• _Task description_
Output all of the data below exactly as given.

[START Exercise materials]

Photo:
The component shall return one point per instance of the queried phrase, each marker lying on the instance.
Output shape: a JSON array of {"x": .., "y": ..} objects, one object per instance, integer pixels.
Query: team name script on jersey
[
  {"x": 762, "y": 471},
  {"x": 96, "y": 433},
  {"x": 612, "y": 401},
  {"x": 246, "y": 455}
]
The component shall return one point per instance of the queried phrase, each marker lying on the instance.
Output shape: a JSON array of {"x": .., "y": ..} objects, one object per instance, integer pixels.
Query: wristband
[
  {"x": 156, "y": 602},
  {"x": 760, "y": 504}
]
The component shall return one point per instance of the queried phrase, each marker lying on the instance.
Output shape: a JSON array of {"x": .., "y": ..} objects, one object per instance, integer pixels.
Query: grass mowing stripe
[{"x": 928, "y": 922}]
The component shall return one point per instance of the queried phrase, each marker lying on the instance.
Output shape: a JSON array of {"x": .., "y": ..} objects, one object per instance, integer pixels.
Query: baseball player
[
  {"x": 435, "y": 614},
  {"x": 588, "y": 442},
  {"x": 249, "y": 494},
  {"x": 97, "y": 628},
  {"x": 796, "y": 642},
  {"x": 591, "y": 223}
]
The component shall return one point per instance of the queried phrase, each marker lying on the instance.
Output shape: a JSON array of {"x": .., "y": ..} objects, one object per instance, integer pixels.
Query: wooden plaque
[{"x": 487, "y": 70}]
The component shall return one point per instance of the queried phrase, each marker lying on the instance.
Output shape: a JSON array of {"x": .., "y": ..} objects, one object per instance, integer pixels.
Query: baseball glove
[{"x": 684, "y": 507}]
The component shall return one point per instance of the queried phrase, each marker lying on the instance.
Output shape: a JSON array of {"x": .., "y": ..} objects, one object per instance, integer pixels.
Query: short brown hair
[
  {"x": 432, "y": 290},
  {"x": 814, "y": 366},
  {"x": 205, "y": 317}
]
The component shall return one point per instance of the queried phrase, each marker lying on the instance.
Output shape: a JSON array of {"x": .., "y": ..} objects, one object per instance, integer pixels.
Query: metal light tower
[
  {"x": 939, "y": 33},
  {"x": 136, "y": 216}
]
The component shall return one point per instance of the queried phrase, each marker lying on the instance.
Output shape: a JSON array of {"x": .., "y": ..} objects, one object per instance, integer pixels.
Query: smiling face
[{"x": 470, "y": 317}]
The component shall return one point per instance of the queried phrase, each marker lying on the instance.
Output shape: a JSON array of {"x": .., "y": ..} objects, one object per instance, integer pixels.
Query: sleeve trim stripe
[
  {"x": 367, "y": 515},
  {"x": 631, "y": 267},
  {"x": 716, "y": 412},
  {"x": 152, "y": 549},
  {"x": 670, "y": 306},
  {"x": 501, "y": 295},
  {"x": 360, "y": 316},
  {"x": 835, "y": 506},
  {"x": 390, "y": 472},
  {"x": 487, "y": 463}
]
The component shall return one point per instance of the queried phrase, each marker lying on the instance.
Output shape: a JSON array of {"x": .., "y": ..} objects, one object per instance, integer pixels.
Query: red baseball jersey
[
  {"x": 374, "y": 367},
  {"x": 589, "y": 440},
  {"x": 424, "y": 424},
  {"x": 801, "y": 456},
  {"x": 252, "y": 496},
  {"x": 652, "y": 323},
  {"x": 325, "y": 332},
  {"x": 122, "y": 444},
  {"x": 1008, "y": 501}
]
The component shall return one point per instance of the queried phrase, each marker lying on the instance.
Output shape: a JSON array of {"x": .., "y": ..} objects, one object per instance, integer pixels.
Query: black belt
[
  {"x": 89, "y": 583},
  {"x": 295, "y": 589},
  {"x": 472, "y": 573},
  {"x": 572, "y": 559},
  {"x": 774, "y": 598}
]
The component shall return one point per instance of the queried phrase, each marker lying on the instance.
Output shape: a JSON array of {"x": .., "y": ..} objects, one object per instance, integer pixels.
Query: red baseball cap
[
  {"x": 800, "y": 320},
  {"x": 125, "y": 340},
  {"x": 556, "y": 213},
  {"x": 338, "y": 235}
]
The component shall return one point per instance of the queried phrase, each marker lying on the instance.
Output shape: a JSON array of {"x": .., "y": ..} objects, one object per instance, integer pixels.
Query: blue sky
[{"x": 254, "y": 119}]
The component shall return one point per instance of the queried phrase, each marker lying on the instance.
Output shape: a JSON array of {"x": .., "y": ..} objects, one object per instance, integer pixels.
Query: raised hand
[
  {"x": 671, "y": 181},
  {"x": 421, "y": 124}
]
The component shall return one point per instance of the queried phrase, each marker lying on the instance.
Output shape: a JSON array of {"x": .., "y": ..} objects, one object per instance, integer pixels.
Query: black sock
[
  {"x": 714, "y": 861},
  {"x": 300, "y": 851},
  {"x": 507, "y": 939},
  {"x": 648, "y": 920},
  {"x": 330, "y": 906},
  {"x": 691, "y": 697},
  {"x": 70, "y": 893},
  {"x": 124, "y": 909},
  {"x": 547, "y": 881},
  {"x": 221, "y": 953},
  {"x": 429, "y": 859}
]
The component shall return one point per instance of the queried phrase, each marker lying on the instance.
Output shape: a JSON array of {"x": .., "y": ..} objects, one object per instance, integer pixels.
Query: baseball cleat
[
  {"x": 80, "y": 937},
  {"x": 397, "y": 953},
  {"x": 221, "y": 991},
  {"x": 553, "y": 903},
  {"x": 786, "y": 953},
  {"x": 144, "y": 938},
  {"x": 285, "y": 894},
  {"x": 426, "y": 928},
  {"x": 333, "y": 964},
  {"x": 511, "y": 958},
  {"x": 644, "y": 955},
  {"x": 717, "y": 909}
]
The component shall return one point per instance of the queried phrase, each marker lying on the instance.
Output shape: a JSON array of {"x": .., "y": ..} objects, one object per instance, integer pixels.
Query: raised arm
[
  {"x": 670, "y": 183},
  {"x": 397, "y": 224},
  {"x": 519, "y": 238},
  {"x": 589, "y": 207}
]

[END Exercise materials]

• _Exercise output_
Photo:
The component shall return one point per instance of the queried phrase, each marker lying on the instance.
Output shape: a JSON array of {"x": .., "y": ..} objects, one object per instance, integer pixels.
Query: team name script on jersey
[
  {"x": 762, "y": 471},
  {"x": 96, "y": 433},
  {"x": 612, "y": 401},
  {"x": 246, "y": 455}
]
The component shall return one point per instance of the queried phrase, each marker lying on the instance.
Output shape: a JSON array of {"x": .., "y": ..} objects, one object per instance, integer pixels.
Query: wristband
[
  {"x": 156, "y": 602},
  {"x": 760, "y": 504}
]
The component shall return one point per instance of the queried phrase, each marker lying on the instance.
Output shape: a JSON array of {"x": .., "y": ..} objects, one object per instance, integer pixels.
Query: grass mowing stripe
[{"x": 928, "y": 922}]
The component shall return one point per instance of the queried phrase, each marker lying on the instance.
Output shape: a JSON array of {"x": .., "y": ..} objects, one object per instance, integer pixels.
Query: baseball player
[
  {"x": 435, "y": 614},
  {"x": 588, "y": 442},
  {"x": 249, "y": 494},
  {"x": 97, "y": 628},
  {"x": 796, "y": 642},
  {"x": 591, "y": 223}
]
The component shall return one point per instance of the queried phrase, each marker lying on the instance.
Output shape: a JSON array of {"x": .., "y": ..} objects, one object per instance, integer pixels.
Query: wooden plaque
[{"x": 487, "y": 70}]
The component shall return one point per instance of the queried phrase, each marker lying on the instance.
Output shape: a JSON array of {"x": .., "y": ..} objects, one object per instance, integer pixels.
Query: baseball glove
[{"x": 684, "y": 507}]
The component shall return one point per instance of the queried phrase, each marker lying on the instance.
Output shape: a JSON array of {"x": .., "y": ..} objects, one object per instance, integer pixels.
Query: short brown hair
[
  {"x": 432, "y": 290},
  {"x": 814, "y": 366},
  {"x": 205, "y": 317}
]
The component shall return one point per instance of the queried phrase, each marker lying on the instance.
Output shape: a JSON array of {"x": .., "y": ..} objects, one object per instance, integer pixels.
Query: metal light tower
[
  {"x": 939, "y": 33},
  {"x": 136, "y": 216}
]
The component shall return one point per instance of the queried phrase, each marker lying on the instance.
Output shape: a JSON array of {"x": .., "y": ..} objects, one object per instance, integer pixels.
Query: smiling face
[{"x": 470, "y": 317}]
The component shall return one point per instance of the queried phrase, each marker lying on the instance.
Output shape: a JSON array of {"x": .., "y": ..} objects, one object per instance, integer pixels.
Query: sleeve trim stripe
[
  {"x": 367, "y": 515},
  {"x": 631, "y": 267},
  {"x": 716, "y": 412},
  {"x": 152, "y": 549},
  {"x": 670, "y": 306},
  {"x": 501, "y": 295},
  {"x": 360, "y": 316},
  {"x": 835, "y": 506},
  {"x": 390, "y": 472},
  {"x": 487, "y": 463}
]
The component shall return one point per instance of the queried phrase, each marker lying on the instance.
Output shape: a JSON array of {"x": .., "y": ..} objects, one object per instance, integer pixels.
Query: red baseball jersey
[
  {"x": 374, "y": 367},
  {"x": 589, "y": 440},
  {"x": 424, "y": 424},
  {"x": 801, "y": 456},
  {"x": 252, "y": 496},
  {"x": 652, "y": 323},
  {"x": 325, "y": 332},
  {"x": 122, "y": 444},
  {"x": 1008, "y": 501}
]
The component shall return one point per instance of the queried phrase, each marker lying on the instance.
Output shape: a JSON array of {"x": .., "y": ..} objects, one object per instance, integer pixels.
Query: black belt
[
  {"x": 89, "y": 583},
  {"x": 295, "y": 589},
  {"x": 472, "y": 573},
  {"x": 572, "y": 559},
  {"x": 774, "y": 598}
]
The component shall return one point per instance of the queried phrase, each marker lying on the instance.
Output shape: a JSON array of {"x": .., "y": ..} objects, one object per instance, integer pixels.
Query: red baseball cap
[
  {"x": 800, "y": 320},
  {"x": 125, "y": 340},
  {"x": 556, "y": 213},
  {"x": 338, "y": 235}
]
The component shall return one point per instance of the queried phrase, each marker lying on the instance.
Output shape: a JSON array of {"x": .., "y": ..} objects, one object per instance, integer pixels.
Query: blue sky
[{"x": 254, "y": 119}]
The component shall return one point per instance of the queried phrase, each marker lying on the instance.
Output shape: a JSON array of {"x": .., "y": ..} objects, one object per instance, integer pixels.
Query: raised hand
[
  {"x": 671, "y": 181},
  {"x": 421, "y": 124}
]
The component shall return one point per instance of the queried phrase, each marker lying on the instance.
Output shape: a JSON array of {"x": .., "y": ..} objects, one object per instance, integer pixels.
Query: black sock
[
  {"x": 714, "y": 861},
  {"x": 300, "y": 851},
  {"x": 507, "y": 939},
  {"x": 648, "y": 920},
  {"x": 330, "y": 906},
  {"x": 691, "y": 697},
  {"x": 70, "y": 893},
  {"x": 124, "y": 909},
  {"x": 547, "y": 881},
  {"x": 221, "y": 953},
  {"x": 429, "y": 859}
]
The component shall return one point per instance of the queried phrase, each marker lying on the instance.
Output shape: a JSON array of {"x": .., "y": ..} objects, one object per instance, integer pixels.
Query: baseball cleat
[
  {"x": 80, "y": 937},
  {"x": 397, "y": 953},
  {"x": 221, "y": 991},
  {"x": 553, "y": 903},
  {"x": 786, "y": 953},
  {"x": 144, "y": 938},
  {"x": 285, "y": 894},
  {"x": 426, "y": 928},
  {"x": 333, "y": 964},
  {"x": 511, "y": 958},
  {"x": 644, "y": 955},
  {"x": 717, "y": 909}
]
The component shall return one point per instance of the queried phrase, each marker lying on the instance.
Output shape: a JSON array of {"x": .., "y": ..} objects, one object per instance, integer pixels.
Query: raised arm
[
  {"x": 670, "y": 183},
  {"x": 397, "y": 224},
  {"x": 519, "y": 238},
  {"x": 589, "y": 207}
]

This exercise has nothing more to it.